▶ **Directive**
Put every line of the listing into a numbered list, leaving out any blank lines.

--- Start Input records ---

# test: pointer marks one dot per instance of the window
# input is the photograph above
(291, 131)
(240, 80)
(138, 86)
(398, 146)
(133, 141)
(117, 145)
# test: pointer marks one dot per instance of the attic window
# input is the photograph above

--- End Input records ---

▶ **The response**
1. # test: pointer marks one dot per instance of the window
2. # input is the photograph above
3. (291, 131)
4. (240, 80)
5. (138, 86)
6. (398, 146)
7. (133, 141)
8. (117, 145)
9. # test: pointer marks one dot per instance of the attic window
10. # input is the photograph above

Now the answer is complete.